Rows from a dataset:
-- Begin --

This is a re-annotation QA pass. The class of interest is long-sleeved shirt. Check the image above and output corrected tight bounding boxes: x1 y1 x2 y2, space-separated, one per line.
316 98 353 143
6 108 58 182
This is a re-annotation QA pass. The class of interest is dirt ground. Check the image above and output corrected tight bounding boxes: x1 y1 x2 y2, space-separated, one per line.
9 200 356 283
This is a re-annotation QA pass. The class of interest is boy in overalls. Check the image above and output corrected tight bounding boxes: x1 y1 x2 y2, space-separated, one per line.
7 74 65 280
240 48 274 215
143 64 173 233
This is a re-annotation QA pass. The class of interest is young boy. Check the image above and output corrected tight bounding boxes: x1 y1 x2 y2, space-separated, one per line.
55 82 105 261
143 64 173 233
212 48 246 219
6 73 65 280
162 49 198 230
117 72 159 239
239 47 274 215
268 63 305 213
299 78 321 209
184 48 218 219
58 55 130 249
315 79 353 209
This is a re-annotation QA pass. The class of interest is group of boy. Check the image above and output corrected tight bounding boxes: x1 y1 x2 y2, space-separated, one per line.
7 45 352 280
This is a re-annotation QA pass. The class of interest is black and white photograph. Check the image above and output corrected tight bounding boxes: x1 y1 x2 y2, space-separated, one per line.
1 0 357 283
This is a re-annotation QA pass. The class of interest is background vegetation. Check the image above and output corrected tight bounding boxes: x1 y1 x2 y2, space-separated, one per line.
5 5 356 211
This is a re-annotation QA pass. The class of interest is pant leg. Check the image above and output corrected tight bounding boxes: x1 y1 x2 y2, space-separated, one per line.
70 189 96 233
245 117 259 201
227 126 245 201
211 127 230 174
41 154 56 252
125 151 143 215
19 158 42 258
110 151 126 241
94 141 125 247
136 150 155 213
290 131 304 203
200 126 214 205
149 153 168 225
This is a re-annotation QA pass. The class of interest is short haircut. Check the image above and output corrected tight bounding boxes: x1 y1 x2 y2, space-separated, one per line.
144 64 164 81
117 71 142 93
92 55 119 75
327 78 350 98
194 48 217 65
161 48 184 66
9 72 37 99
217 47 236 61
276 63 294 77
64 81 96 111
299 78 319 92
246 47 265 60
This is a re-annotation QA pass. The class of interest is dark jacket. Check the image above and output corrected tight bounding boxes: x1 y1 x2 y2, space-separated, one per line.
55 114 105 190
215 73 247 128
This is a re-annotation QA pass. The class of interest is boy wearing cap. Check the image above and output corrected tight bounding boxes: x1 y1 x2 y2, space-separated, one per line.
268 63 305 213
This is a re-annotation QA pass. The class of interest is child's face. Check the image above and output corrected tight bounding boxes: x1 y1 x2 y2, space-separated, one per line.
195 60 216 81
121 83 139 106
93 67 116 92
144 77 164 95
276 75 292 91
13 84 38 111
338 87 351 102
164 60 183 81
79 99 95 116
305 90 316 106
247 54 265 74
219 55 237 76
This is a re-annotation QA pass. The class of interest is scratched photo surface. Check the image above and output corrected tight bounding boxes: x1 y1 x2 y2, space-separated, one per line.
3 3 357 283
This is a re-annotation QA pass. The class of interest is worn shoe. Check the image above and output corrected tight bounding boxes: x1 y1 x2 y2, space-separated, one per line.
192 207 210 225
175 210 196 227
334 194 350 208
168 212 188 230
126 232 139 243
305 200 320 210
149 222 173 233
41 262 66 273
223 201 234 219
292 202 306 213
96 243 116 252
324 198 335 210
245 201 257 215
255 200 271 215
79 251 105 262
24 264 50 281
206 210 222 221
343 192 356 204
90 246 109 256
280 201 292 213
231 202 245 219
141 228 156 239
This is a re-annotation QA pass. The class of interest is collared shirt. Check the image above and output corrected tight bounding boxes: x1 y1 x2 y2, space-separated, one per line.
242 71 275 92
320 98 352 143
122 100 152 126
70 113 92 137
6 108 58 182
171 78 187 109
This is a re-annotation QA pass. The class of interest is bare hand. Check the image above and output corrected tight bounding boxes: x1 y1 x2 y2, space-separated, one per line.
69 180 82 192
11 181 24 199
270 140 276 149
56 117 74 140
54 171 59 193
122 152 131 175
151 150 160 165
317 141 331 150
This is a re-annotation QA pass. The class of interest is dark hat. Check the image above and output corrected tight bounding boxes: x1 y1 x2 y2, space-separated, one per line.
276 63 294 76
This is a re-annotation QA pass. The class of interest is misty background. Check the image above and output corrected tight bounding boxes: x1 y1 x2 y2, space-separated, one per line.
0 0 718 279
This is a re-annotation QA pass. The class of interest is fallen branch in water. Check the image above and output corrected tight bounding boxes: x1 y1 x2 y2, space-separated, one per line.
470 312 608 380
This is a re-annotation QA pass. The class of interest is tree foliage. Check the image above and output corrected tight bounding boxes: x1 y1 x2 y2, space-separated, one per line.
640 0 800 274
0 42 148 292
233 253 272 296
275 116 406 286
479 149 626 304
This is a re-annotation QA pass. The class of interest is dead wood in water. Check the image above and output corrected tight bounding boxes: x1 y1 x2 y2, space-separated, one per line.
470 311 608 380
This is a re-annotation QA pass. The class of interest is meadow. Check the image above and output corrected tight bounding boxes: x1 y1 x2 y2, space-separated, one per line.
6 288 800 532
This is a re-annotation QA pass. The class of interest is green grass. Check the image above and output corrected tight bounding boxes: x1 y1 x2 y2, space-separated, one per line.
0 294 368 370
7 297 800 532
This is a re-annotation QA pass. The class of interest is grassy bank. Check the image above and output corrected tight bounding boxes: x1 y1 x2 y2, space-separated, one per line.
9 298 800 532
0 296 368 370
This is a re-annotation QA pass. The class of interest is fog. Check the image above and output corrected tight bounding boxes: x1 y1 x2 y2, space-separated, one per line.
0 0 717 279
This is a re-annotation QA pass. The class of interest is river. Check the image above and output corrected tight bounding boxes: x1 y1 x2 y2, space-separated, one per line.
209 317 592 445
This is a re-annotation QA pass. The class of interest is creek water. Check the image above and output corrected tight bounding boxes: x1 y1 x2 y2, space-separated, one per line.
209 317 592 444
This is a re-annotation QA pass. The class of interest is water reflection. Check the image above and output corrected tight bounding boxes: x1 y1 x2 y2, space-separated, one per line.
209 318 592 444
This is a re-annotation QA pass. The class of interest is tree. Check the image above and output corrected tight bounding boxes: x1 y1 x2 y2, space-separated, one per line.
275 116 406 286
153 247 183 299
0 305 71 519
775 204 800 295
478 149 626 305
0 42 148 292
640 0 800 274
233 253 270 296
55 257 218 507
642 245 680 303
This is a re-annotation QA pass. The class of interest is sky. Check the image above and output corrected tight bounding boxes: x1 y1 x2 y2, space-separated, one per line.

-- End --

## PROBLEM STATEMENT
Repeat the items from the start through the line containing "149 153 168 225", both ends included, with every bounding box coordinate in the answers shifted up by 134. Give only those lines.

## ANSWER TO THE EXERCISE
This is a re-annotation QA pass. The class of interest is long-sleeved shirt. Check the image above and output corrected tight bounding boxes: x1 y1 x2 y2, space-separated, one per line.
450 232 487 277
140 242 192 316
This is a re-annotation QA pass. The class of interest is dirt ground. Check the image above and output corrected tight bounding boxes: x1 y1 x2 y2, space-separated, one per line.
143 334 490 417
This is a re-annotation QA pass. The class of interest is boy in overalls. Check the image above and output corrected tight bounding boxes: x1 y1 x2 y2, space-separated, one per line.
141 208 199 414
374 182 408 349
277 198 307 367
This is a re-annotation QA pass. The class of interest is young boy. Check the image above and output corrected tight bounding boxes: x1 y1 x2 y2, space-separated, one per line.
189 216 239 395
277 198 307 367
346 182 380 353
140 207 199 414
296 183 332 364
251 206 293 373
373 181 408 349
402 197 439 347
433 212 455 343
318 182 352 353
192 189 264 383
449 213 487 343
This is a re-annotation QA pass. The class of interest is group of boy. Check the image above and output corrected tight bounding boxes: x1 y1 x2 y2, space-separated, one per line.
141 179 486 414
This is a re-annotation QA pass. The class of interest is black and white photograph. Check the image above and output corrected tight bounding boxes: x1 y1 x2 y2, space-separated, one per line.
135 134 491 417
This is a re-annotation QA pass. The class of interest is background vegetation. Check the image above and output corrected tight bounding boxes: x1 y1 x2 y2, space-separated, one per line.
139 139 490 345
This is a re-annotation QA pass. The class of interest is pant leg. Check the image above and output corrected tight bounding boxes: x1 y1 x2 y2, space-separated, one per line.
204 323 230 367
379 251 393 335
361 260 379 335
345 261 364 308
175 288 190 386
259 285 277 349
153 292 176 392
244 285 260 375
228 275 259 381
270 284 289 347
424 265 438 337
334 260 348 339
283 287 302 359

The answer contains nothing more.